### DATA PROVIDED
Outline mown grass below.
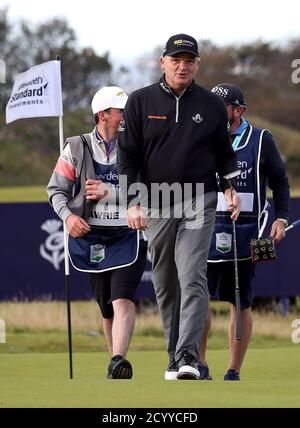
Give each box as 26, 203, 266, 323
0, 346, 300, 408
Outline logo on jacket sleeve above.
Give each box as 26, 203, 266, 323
193, 113, 204, 123
216, 232, 232, 254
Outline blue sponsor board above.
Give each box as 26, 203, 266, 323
0, 198, 300, 301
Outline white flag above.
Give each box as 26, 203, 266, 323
6, 61, 63, 123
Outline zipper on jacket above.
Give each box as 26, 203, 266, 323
171, 88, 186, 123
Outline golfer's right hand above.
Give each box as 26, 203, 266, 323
66, 214, 91, 238
127, 205, 148, 230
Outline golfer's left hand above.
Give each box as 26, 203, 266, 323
224, 189, 241, 221
270, 220, 285, 244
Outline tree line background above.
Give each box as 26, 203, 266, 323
0, 9, 300, 189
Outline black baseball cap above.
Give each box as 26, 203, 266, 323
162, 33, 199, 56
211, 83, 247, 108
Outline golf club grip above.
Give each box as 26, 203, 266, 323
285, 220, 300, 232
235, 288, 243, 340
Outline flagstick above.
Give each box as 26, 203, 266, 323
56, 56, 73, 379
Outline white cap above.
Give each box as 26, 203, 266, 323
92, 86, 128, 114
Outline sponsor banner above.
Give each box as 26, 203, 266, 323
6, 61, 63, 124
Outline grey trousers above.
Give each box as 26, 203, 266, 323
146, 192, 217, 360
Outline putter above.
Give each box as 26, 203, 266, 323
224, 171, 243, 340
232, 220, 243, 340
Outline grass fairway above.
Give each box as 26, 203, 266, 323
0, 345, 300, 408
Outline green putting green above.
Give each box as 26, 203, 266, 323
0, 345, 300, 408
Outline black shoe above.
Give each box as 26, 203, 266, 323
198, 362, 212, 380
224, 369, 241, 381
177, 352, 200, 380
165, 358, 178, 380
107, 355, 132, 379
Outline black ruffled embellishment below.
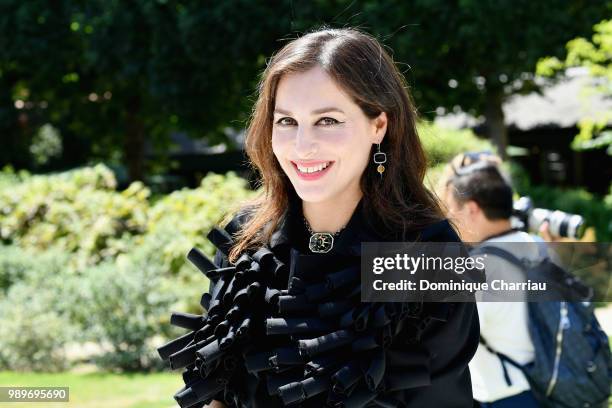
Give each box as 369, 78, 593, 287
158, 215, 450, 408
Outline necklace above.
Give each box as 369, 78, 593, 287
302, 217, 346, 253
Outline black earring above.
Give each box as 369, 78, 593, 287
374, 143, 387, 178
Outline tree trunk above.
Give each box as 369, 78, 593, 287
124, 96, 144, 182
485, 88, 508, 160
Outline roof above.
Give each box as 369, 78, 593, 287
435, 68, 612, 130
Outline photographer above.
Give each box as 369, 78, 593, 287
442, 154, 545, 408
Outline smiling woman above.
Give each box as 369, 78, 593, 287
159, 29, 478, 408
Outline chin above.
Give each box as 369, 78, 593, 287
293, 185, 332, 203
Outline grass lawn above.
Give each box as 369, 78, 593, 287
0, 371, 183, 408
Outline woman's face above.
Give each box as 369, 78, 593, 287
272, 67, 387, 207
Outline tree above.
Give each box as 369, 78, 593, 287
0, 0, 289, 180
537, 20, 612, 155
332, 0, 609, 158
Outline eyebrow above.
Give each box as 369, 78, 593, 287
274, 106, 344, 115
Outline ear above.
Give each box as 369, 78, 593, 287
372, 112, 387, 143
465, 200, 481, 217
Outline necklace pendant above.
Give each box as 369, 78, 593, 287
308, 232, 334, 254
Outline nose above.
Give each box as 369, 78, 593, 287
295, 126, 319, 158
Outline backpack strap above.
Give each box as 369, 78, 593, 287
479, 334, 524, 386
470, 245, 525, 270
470, 245, 525, 386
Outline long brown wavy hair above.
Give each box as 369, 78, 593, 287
224, 28, 444, 262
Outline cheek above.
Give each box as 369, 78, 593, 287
272, 130, 294, 156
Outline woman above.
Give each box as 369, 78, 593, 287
159, 29, 478, 407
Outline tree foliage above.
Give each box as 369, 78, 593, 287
0, 0, 609, 180
537, 20, 612, 155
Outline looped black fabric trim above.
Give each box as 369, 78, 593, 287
158, 218, 450, 408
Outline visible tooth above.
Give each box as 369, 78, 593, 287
297, 162, 329, 173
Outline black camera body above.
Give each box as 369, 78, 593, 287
512, 196, 586, 239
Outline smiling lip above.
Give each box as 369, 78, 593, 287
291, 160, 335, 180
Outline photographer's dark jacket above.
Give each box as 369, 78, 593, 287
158, 195, 479, 408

### OBJECTIVE
Rescale the data from its beginning through the line containing "92, 86, 128, 114", inclusive, and reproduce every line in that span, requests included. Multiply each bounding-box coordinate in the answers by 0.75 and round to whole numbers with halves rounded up, leaving the numbers in the requests and their format samples unchanged and omitting the pictures.

### WRITTEN ANSWER
Outline mown grass below.
Give each box as 26, 203, 266, 323
0, 260, 225, 306
Outline logo on jacket sleeve above.
Give each box as 26, 203, 266, 323
145, 85, 153, 92
162, 174, 174, 191
Outline blue sponsor board above.
Give each box as 26, 203, 266, 323
0, 149, 225, 226
Outline white flag above.
Give each box as 26, 203, 266, 323
5, 46, 47, 92
Outline zipper on jacket above.
Give each box as 26, 203, 266, 323
128, 66, 140, 92
Outline golfer's right hand above.
Give each box as 26, 203, 266, 323
50, 161, 68, 179
95, 154, 111, 173
Outline golfer's left hand above.
Give each box as 26, 203, 266, 323
168, 142, 181, 166
203, 165, 214, 183
Outline tree line background above.
Give each box as 26, 203, 266, 323
0, 7, 225, 142
Outline black baseball cap above.
Give each box as 26, 203, 266, 323
122, 25, 149, 42
158, 62, 185, 81
Outline golf club grip above.
Give each box as 26, 203, 266, 323
214, 165, 225, 174
176, 216, 182, 255
Outline flagstick above.
Give each box as 26, 203, 266, 323
42, 42, 55, 284
Outline white cap above.
Give each box as 26, 203, 266, 323
69, 65, 96, 86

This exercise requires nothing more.